_Excerpted passage:_
---
Rigabamboo here with another installment of the best of the AJATT+ forum.

We love to rattle on about MCDs  on the forum. We’ve been at it ever since Khatzumoto introduced them to AJATT+ here. What is it about MCDs that causes so much discussion?

In a nutshell:

They’re simple.

They’re powerful.

There’s nothing like that “is it really OK to have so many cards this easy?” simplicity combined with that “holy cow I can now write a bunch of kanji compounds like a native” effectiveness.

But let me backup – what is an MCD anyway?

Apparently it stands for Massive-Context Cloze-Deletion Card.

I didn’t know that until I looked it up just now. Am I qualified to write this post? Most assuredly not. I’m a latecomer to the MCD craze, and I admit to being a bit confused about what the heck they are and how to make them.

So I made this forum post: “Show me your MCDs!” asking AJATT+ members to copy and paste their MCDs.

Here’s one アッシュ posted:


第二に、頭が柔軟であり新しいことの############収 が著しいこの時期にこそ外国語である英語のリスニングやスピーキングなどを学習する必要があるからだ。幼いうちは、年齢を重ねてからでは身につけることが 困難な部分さえ補うことができる。これに関しては、英語の学習を中学から始めて、留学などの特別な経験を経ていないほとんどの人が実感しているはずだ。



2 外から内に取り入れて自分のものにすること。「知識を―する」「大資本に―される」

第二に、頭が柔軟であり新しいことの吸収が著しいこの時期にこそ外国語である英語のリスニ ングやスピーキングなどを学習する必要があるからだ。幼いうちは、年齢を重ねてからでは身につけることが困難な部分さえ補うことができる。これに関して は、英語の学習を中学から始めて、留学などの特別な経験を経ていないほとんどの人が実感しているはずだ。


As you can see, there’s a lot there. That’s the “Massive Context” part.

The ############ is the “Cloze-Deletion” part. It’s hiding just one kanji: 吸.

You see the card, you produce 吸, and you give yourself a passing grade. The extra stuff is just to give you context for the missing kanji. It reminds you where you found this chunk of text and how the kanji being tested is used. It’s not there to be read – just glanced at until you recall the answer. You might not even have to use it at all, but it’s there.

So there’s a first taste of MCDs for you. This example is for more advanced players, and there are ways of making things even easier for total noobs. Anyway, more on that later…

  33 comments for “What is it about these MCDs? Part 1: Introduction

  1. L
    March 4, 2012 at 03:11

    Ive tried a different technique, and it works wonderfully. 
    Once I have gotten a grasp the meaning of a sentence, I would change the card and cloze delete the part where I think I would have problems producing in real-time conversation.  I call this Fluid SRS (referring to the changeability of cards).
    For example:
    Front:  あなたはどうして一人きりなのですか
    Back:  Why are you all by yourself?
    Changes to:
    Front:  あなたはどうして一人___なのですか
    Back:  きり
    It takes only a 10 seconds to change a card.  The good thing about this is, once you tackled the first problem (understanding the sentence–according to the COMPREHENSIBLE input theory of Krashen–is probably the first thing we need to do), you can then shift your focus on other minute details of the language fact-sentence.  You can focus on prepositions or compounds you may mess up.  I don’t do this for every sentence–I do it only if I feel that I’ve owned the meaning of a sentence, feel like there is something I need to actively commit to memory, etc.  You can always change the cards–if you feel that you’ve owned that compound or preposition, then you cloze delete something else that you notice you might have problems recalling in real time.
---
_Provided information:_

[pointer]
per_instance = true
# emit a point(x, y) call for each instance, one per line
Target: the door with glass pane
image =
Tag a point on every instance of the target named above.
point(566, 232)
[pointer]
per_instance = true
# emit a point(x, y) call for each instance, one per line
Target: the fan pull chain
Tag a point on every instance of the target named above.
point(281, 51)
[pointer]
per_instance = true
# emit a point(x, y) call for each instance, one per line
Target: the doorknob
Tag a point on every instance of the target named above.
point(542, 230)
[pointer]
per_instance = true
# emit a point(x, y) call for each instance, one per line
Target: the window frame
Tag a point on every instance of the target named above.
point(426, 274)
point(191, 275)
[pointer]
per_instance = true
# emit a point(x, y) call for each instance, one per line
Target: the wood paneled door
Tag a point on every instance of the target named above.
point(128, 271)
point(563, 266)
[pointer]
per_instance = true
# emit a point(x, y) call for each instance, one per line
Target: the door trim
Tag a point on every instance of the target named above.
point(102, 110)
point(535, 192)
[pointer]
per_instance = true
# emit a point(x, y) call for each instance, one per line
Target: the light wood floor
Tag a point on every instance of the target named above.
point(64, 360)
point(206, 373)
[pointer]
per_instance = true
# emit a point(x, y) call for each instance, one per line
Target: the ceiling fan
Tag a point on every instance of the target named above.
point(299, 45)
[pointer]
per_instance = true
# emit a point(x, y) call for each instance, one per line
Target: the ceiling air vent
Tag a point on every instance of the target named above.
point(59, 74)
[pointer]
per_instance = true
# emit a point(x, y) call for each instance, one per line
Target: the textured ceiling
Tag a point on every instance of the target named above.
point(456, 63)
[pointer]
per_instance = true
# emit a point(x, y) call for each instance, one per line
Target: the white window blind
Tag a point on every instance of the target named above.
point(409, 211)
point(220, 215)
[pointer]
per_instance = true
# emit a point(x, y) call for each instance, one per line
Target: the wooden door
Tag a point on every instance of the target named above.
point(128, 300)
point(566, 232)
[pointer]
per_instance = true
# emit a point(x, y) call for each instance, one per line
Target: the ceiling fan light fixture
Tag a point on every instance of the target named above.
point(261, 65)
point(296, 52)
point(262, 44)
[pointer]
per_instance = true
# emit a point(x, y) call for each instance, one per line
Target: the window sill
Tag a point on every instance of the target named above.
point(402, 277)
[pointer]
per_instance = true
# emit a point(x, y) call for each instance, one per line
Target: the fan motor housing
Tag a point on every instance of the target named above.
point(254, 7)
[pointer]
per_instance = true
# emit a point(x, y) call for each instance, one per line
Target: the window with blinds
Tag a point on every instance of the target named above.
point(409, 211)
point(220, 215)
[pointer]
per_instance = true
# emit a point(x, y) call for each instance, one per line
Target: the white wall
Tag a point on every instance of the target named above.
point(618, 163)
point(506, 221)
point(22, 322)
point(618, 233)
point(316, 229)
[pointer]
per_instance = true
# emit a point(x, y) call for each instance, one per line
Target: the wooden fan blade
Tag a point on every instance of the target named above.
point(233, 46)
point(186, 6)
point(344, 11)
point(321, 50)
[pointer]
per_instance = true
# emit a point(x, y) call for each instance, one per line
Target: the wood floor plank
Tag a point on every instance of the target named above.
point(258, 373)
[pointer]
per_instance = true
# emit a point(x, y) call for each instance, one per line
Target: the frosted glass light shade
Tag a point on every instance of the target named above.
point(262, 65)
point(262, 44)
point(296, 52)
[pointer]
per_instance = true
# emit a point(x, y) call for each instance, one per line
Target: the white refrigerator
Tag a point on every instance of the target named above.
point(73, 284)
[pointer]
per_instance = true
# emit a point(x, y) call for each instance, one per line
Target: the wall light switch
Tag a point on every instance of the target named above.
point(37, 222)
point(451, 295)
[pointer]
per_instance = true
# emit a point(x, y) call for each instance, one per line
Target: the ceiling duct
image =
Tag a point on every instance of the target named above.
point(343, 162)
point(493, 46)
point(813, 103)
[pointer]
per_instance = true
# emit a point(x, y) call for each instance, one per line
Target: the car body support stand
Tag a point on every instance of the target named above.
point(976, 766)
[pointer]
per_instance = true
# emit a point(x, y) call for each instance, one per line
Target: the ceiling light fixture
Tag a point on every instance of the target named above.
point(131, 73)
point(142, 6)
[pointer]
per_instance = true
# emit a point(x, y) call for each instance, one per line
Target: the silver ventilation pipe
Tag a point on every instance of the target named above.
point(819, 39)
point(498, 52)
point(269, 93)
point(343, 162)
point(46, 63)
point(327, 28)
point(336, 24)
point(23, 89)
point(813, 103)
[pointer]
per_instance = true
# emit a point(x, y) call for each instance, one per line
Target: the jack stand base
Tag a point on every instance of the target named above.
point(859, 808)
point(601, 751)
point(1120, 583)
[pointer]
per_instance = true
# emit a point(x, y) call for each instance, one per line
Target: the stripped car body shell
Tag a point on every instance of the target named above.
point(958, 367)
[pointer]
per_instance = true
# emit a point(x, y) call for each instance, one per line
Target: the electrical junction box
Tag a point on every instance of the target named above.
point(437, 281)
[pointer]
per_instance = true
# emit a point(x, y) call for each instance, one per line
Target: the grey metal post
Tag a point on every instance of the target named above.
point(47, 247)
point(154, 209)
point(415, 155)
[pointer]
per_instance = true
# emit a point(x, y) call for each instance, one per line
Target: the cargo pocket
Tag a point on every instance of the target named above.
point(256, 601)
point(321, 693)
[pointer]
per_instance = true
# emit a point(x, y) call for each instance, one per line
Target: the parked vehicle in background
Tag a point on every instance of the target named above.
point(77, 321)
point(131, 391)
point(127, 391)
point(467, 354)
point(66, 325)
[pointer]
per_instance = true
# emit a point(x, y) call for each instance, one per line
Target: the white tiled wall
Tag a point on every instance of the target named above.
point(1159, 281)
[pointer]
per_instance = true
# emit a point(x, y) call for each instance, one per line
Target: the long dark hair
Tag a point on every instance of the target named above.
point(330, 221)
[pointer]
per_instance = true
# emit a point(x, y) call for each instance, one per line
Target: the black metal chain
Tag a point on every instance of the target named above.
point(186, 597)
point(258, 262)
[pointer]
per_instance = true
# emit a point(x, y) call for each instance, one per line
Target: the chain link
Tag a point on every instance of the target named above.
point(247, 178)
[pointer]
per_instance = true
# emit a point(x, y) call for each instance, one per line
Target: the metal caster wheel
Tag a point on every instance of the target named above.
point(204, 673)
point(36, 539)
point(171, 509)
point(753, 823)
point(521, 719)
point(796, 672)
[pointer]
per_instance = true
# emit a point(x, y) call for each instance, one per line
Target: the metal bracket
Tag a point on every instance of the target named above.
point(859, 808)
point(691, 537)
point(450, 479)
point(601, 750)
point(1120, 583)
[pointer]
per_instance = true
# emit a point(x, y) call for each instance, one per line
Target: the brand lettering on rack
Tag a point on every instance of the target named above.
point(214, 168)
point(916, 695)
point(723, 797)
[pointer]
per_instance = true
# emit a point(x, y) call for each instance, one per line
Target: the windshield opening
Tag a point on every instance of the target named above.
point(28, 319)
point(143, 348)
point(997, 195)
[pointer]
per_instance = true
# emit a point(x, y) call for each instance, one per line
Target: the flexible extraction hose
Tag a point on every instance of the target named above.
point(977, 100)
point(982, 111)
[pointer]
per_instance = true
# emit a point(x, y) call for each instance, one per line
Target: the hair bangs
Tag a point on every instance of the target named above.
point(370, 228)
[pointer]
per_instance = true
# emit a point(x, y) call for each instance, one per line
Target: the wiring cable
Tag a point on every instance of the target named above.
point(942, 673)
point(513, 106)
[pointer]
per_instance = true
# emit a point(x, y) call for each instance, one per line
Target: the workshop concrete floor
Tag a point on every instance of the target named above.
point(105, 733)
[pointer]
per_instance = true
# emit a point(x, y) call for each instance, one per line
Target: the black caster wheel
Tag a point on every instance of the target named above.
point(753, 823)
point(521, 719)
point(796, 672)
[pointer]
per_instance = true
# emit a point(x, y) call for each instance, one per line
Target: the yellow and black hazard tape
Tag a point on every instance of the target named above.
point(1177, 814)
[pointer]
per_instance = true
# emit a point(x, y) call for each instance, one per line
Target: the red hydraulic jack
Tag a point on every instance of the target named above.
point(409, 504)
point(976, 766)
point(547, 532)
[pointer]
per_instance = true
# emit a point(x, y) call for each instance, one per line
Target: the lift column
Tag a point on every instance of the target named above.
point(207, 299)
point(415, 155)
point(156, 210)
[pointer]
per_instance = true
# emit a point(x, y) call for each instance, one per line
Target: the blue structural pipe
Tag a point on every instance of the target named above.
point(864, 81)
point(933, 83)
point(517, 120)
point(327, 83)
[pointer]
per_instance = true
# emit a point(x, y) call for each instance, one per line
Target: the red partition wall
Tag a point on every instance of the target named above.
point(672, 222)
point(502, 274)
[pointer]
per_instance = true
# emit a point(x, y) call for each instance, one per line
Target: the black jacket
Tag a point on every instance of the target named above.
---
_Work to do:_
- A) According to the MCD post, what does MCD stand for?
- B) Retype the MCD post starting with "But let me backup" and going on through "paste their MCDs.".
Answer using only the MCD post, not the records.

_Solved tasks:_
- A) Massive-Context Cloze-Deletion Card.

- B)
But let me backup – what is an MCD anyway?

Apparently it stands for Massive-Context Cloze-Deletion Card.

I didn’t know that until I looked it up just now. Am I qualified to write this post? Most assuredly not. I’m a latecomer to the MCD craze, and I admit to being a bit confused about what the heck they are and how to make them.

So I made this forum post: “Show me your MCDs!” asking AJATT+ members to copy and paste their MCDs.